| Stored rows |
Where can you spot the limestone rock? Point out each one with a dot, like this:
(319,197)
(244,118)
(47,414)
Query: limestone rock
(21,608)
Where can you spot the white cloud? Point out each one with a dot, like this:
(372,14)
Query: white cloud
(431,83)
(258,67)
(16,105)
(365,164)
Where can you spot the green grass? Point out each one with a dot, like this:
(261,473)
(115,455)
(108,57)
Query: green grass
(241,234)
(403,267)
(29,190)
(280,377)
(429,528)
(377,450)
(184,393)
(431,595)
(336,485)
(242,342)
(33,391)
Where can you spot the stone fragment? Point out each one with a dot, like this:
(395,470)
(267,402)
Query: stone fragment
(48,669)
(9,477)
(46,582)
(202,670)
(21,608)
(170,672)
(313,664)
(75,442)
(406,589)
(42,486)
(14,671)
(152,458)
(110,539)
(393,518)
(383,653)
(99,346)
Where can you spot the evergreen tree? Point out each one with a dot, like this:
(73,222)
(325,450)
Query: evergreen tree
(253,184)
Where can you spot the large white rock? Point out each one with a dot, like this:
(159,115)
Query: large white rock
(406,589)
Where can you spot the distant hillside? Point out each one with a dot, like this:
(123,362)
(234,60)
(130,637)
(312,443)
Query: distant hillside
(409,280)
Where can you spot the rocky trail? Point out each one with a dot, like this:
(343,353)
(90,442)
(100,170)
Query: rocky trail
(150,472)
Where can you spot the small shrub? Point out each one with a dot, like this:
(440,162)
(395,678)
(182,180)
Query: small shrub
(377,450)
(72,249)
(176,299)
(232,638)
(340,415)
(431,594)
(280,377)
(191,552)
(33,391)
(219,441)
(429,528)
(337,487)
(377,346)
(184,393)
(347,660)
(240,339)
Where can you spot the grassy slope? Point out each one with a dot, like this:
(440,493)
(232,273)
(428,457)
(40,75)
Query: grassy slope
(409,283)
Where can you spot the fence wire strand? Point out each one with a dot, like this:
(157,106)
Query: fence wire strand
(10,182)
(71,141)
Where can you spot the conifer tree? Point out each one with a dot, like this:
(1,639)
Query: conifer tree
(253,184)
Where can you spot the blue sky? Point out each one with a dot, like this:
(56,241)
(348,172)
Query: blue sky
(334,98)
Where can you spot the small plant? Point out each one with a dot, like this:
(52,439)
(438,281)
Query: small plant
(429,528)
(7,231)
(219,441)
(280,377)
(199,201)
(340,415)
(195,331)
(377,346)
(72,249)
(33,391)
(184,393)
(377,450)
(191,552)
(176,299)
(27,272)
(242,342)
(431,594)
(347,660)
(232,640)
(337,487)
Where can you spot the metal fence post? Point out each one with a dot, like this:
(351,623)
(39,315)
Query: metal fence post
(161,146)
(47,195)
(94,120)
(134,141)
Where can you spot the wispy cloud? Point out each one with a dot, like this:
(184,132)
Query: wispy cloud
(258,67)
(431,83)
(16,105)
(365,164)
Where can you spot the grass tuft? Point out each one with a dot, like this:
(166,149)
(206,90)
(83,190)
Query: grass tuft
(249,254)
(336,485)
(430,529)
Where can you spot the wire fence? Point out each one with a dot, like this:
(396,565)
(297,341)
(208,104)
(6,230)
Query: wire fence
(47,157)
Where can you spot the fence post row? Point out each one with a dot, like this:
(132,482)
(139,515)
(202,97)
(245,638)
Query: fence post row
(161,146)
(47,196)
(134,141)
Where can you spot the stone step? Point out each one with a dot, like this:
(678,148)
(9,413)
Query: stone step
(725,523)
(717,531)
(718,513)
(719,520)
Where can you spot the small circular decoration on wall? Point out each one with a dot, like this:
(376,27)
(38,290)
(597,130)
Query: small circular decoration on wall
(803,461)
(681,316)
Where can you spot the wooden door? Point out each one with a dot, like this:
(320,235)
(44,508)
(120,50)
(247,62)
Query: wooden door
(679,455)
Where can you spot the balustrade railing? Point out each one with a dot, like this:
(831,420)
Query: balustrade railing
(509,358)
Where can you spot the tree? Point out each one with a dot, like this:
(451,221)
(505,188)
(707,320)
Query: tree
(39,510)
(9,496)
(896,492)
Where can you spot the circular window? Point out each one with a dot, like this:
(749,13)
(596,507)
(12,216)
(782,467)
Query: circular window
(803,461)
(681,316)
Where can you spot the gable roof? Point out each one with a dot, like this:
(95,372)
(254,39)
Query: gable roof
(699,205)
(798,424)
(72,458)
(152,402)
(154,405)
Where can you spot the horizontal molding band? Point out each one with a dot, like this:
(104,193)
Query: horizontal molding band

| Request |
Print exactly the lines above, starting at the line that contains "Where can you spot the tree?" and ending with the last line of the records, both included.

| Result |
Where can you spot the tree? Point out each one with a dot, like this:
(451,221)
(505,188)
(707,320)
Query: tree
(39,510)
(9,496)
(896,492)
Where can you spot the circular window? Point out each one with a dot, like this:
(749,13)
(596,507)
(12,216)
(782,467)
Query: circular window
(803,461)
(681,316)
Where can you spot the gable roof? Point out each one with a dot, like this:
(95,372)
(254,39)
Query: gable roof
(699,205)
(798,424)
(72,458)
(152,402)
(154,405)
Where can you spot the horizontal molding band? Point out each one with a dot, like this:
(104,193)
Query: horizontal molding band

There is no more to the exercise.